Its primary focus is trying to look like something a human might say. It isn't trying to actually learn maths at all. This is like complaining that your satnav has no grasp of the cinematic impact of Alfred Hitchcock.

It doesn't need to understand the question, or give an accurate answer, it just needs to say a sentence that sounds like a human might say it.

You're right, but at least the satnav won't gaslight you into thinking it does understand Alfred Hitchcock.

so it confidently spews a bunch of incorrect shit, acts humble and apologetic while correcting none of its behavior, and constantly offers unsolicited advice.

I think it trained on Reddit data

acts humble and apologetic

We must be using different Reddits, my friend

This. It is able to tap in to plugins and call functions though, which is what it really should be doing. For math, the Wolfram alpha plugin will always be more capable than chatGPT alone, so we should be benchmarking how often it can correctly reformat your query, call Wolfram alpha, and correctly format the result, not whether the statistical model behind chatGPT happens to use predict the right token

It sounds like it's time to merge Wolfram Alpha's and ChatGPT's capabilities together to create the ultimate calculator.

to be fair, fucking up maths problems is very human-like.

> [DATA UNDER STUDY]
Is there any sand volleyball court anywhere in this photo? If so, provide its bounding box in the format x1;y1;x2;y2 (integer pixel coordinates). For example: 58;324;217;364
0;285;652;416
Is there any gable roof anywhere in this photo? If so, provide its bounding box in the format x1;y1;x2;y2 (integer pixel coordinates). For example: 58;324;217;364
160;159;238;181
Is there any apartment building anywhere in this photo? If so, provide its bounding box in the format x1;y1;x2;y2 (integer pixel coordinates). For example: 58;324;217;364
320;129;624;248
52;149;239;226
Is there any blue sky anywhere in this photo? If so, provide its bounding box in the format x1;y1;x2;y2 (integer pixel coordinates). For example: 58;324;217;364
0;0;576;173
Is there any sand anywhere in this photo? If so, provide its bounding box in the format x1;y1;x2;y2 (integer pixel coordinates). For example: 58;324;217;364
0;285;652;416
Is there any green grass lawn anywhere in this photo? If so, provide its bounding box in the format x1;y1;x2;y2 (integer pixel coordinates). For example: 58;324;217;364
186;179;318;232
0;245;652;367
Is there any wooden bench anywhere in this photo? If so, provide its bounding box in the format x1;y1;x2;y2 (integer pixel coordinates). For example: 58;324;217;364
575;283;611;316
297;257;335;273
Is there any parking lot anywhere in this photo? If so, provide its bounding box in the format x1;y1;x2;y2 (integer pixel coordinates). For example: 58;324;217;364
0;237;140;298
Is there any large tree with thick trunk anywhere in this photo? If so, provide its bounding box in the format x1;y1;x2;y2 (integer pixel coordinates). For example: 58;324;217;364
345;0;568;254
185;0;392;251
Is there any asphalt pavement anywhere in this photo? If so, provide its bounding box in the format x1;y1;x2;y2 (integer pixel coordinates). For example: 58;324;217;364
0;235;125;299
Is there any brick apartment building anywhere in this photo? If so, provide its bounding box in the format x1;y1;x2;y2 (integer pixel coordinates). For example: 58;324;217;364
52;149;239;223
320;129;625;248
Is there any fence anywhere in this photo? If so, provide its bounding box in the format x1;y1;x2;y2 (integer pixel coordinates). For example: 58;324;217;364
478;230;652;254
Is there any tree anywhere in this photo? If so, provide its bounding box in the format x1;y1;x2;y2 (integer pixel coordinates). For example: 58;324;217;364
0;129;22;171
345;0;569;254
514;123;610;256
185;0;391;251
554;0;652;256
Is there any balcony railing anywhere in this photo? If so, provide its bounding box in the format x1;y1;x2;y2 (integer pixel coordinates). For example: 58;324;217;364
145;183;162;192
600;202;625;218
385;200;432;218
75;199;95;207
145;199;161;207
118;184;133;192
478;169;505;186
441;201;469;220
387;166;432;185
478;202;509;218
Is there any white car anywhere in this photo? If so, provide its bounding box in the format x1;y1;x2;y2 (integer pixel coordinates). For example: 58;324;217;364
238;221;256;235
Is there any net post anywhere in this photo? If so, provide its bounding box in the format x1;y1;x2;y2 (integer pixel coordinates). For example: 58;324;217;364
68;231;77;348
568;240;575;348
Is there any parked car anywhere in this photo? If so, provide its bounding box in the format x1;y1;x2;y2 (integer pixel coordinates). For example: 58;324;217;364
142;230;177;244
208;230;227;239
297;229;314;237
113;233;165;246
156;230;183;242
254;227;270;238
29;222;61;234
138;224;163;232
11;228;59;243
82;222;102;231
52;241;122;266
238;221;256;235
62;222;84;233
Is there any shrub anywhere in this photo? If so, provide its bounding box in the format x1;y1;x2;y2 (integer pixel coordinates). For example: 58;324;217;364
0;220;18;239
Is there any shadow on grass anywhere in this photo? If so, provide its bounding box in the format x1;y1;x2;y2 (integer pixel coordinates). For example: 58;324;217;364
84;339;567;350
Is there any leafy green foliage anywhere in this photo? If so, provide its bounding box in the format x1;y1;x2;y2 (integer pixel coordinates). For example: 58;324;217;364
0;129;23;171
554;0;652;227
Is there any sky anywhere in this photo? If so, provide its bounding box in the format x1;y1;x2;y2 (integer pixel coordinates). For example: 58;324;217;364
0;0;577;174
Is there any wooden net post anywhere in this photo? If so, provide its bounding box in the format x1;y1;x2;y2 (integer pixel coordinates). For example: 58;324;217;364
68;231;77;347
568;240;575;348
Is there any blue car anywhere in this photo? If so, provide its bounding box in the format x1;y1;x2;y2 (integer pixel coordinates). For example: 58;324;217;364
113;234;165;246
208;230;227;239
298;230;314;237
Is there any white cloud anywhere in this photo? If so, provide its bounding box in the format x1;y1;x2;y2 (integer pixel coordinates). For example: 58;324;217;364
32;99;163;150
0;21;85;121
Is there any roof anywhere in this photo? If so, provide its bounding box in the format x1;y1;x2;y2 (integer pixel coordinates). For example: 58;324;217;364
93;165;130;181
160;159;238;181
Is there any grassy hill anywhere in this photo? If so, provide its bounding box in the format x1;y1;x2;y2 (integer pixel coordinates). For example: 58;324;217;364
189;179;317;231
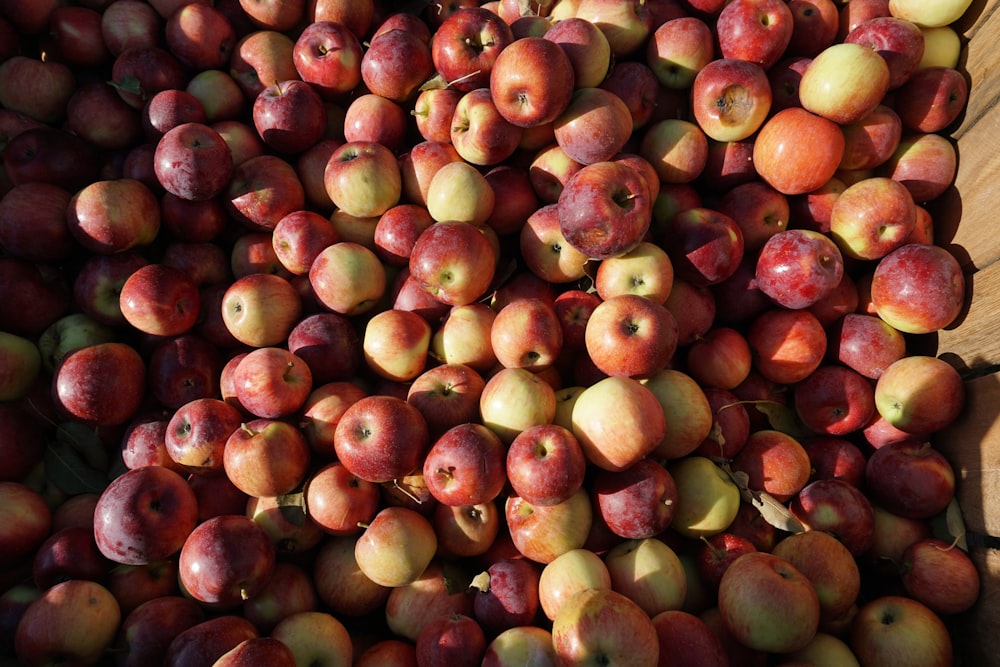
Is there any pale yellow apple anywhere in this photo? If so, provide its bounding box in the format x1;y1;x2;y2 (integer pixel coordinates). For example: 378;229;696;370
538;549;611;621
889;0;972;28
667;456;740;538
643;368;715;459
917;25;962;69
604;537;687;617
427;162;496;226
785;632;859;667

> [WHAT YOU NEED TO DO]
In the comment thread about ChatGPT and math, which plugin is said to always be more capable than ChatGPT alone for math?

> [REPLY TO THE TASK]
The Wolfram Alpha plugin.